> EXCERTO SELECIONADO:
┌──
No dia 9 de maio, quando deste lado se celebrava o Dia da Europa ao som da nona sinfonia de Beethoven, na Rússia de Putin, celebrava-se o Dia da Vitória, com uma parada militar na presença de 140.000 agentes das forças armadas russas. Esta celebração com tanta pompa e circunstância é habitual na Praça Vermelha. Afinal, foi a última grande vitória internacional da Rússia, e causou a morte a mais de 20 milhões entre civis e militares, tendo justamente entrada direta para as efemérides da identidade nacional.
Putin, subiu ao pódio e em pouco menos de 10 minutos fez um discurso com quatro grandes temas: a união dos russos em torno da sua história de sofrimento e dos seus valores internos, a importância das forças militares que têm que se manter poderosas para enfrentar “qualquer eventual ameaça”, a importância da Rússia na história do mundo contemporâneo, e as condições de Moscovo para cooperação na “comunidade internacional”. Em conjunto, estes quatro pontos são essenciais para perceber Moscovo e o seu comportamento internacional, simultaneamente defensivo e intrusivo.
└──
> CONJUNTO DE TAREFAS:
1. Transcreva, do excerto sobre o Dia da Vitória na Rússia, a parte que começa nas palavras "No dia 9 de" e termina em "da identidade nacional.".
2. Segundo o excerto sobre o Dia da Vitória na Rússia, quanto tempo durou o discurso de Putin?
3. Prossiga a redação do texto sobre o discurso de Putin no Dia da Vitória, começando logo após a última frase apresentada.

> ENTRADAS DE DADOS:
┌──
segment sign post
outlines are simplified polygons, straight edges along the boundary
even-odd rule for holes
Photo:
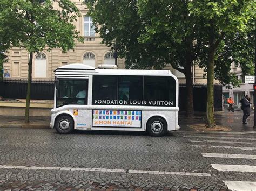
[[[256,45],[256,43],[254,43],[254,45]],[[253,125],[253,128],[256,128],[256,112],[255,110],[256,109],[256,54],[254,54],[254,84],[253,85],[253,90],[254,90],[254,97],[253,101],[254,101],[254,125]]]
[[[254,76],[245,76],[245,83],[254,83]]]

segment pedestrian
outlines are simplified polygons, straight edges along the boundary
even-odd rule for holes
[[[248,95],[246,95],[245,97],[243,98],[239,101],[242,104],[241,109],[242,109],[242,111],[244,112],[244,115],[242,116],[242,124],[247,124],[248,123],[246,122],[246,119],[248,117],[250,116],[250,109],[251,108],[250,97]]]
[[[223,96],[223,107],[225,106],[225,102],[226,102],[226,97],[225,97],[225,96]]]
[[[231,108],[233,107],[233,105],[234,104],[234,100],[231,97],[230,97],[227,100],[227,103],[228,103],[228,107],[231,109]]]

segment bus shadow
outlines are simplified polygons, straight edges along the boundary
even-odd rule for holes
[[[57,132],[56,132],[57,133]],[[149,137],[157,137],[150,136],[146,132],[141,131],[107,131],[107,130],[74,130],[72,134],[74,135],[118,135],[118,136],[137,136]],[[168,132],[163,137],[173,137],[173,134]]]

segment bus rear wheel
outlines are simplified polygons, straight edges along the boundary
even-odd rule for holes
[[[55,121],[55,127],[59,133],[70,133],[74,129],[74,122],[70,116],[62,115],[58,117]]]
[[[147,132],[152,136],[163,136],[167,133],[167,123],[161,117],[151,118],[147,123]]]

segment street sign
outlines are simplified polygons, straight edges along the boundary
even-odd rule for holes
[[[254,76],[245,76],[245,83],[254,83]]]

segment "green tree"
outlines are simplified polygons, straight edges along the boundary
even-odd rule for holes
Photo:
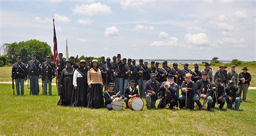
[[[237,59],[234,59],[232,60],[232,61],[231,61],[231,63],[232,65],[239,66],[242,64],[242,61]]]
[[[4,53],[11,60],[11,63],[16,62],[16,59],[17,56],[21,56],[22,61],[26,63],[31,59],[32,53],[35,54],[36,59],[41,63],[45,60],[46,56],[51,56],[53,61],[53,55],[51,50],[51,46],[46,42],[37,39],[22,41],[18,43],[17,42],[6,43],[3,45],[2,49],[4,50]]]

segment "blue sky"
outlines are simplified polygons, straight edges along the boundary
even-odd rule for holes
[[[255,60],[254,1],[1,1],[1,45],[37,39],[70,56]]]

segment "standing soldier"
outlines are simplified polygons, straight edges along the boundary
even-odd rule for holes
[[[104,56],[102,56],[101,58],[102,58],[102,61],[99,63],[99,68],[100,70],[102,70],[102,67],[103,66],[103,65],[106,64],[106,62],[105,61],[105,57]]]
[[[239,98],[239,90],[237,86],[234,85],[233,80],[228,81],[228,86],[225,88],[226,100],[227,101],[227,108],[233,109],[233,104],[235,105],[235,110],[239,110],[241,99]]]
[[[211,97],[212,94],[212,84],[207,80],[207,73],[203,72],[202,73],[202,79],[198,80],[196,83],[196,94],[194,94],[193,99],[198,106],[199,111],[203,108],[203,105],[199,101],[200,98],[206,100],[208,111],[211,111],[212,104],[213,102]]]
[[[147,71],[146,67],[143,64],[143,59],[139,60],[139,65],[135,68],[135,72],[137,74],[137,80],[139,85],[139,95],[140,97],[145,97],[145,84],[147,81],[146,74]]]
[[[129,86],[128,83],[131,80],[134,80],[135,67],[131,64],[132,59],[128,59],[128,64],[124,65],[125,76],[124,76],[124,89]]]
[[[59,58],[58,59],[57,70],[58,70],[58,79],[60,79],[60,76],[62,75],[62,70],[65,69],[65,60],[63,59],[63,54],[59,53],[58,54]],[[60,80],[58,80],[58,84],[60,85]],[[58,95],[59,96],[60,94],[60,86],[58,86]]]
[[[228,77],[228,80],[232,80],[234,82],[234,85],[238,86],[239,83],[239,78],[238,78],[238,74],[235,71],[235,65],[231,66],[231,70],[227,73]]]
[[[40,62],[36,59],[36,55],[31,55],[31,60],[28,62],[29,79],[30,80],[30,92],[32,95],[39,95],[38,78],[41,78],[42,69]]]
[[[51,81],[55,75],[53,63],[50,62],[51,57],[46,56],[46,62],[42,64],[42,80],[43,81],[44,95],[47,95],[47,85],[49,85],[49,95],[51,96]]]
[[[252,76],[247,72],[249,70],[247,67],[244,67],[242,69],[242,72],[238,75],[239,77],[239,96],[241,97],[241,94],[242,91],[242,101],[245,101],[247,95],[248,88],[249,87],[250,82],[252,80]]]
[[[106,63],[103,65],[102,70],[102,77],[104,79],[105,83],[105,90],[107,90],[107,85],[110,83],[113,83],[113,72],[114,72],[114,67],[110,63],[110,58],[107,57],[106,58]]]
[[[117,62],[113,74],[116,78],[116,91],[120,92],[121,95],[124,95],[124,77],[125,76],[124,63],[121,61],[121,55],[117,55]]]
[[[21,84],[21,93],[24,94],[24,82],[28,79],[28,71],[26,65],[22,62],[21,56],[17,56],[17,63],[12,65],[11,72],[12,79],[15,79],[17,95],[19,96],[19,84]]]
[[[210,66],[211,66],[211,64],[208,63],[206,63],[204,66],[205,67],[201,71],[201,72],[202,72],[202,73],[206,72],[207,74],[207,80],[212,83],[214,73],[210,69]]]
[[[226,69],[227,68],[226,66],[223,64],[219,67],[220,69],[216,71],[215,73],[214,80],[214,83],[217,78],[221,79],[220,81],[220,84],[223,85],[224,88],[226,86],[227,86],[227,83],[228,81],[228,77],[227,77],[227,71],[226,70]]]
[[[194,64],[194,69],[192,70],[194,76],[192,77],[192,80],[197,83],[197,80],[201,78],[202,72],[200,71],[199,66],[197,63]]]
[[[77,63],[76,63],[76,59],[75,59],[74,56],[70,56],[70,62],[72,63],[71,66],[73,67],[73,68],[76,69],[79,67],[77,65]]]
└──
> RESPOSTAS POR TAREFA:
1.
No dia 9 de maio, quando deste lado se celebrava o Dia da Europa ao som da nona sinfonia de Beethoven, na Rússia de Putin, celebrava-se o Dia da Vitória, com uma parada militar na presença de 140.000 agentes das forças armadas russas. Esta celebração com tanta pompa e circunstância é habitual na Praça Vermelha. Afinal, foi a última grande vitória internacional da Rússia, e causou a morte a mais de 20 milhões entre civis e militares, tendo justamente entrada direta para as efemérides da identidade nacional.

2. Pouco menos de 10 minutos.

3.
Quando se referiu a valores, Putin exultou a coragem do povo que, com o sangue de todas as famílias e etnias da União Soviética, pagou um preço altíssimo para assegurar a manutenção do império (bem, a palavra império é minha, mas era de um império que se tratava). De seguida enalteceu o “patriotismo” e a “lealdade” dos russos. De uma só penada fez um discurso de união nacional com valores identitários concretos, que pouco têm a ver com os ocidentais. Nestas coisas, as palavras não são escolhidas ao acaso. Uma sondagem feita o ano passado pela fundação alemã Friedrich-Nauman concluiu que 70 por cento dos russos não estão interessados na liberdade de expressão, 66 por cento acham que o governo tem o direito de espiar os cidadãos, e 60 por cento são a favor de uma economia mais controlada pelo estado e de uma relação mais estreita entre o estado e a igreja. Por outras palavras, a ausência de tradição democrática e a curta e devastadora experiência com a economia de mercado nos anos 1990, levaram a maioria dos russos a aceitar a repressão como o regresso a uma normalidade desejada. Quer gostemos quer não, a legitimidade interna tem muitas formas.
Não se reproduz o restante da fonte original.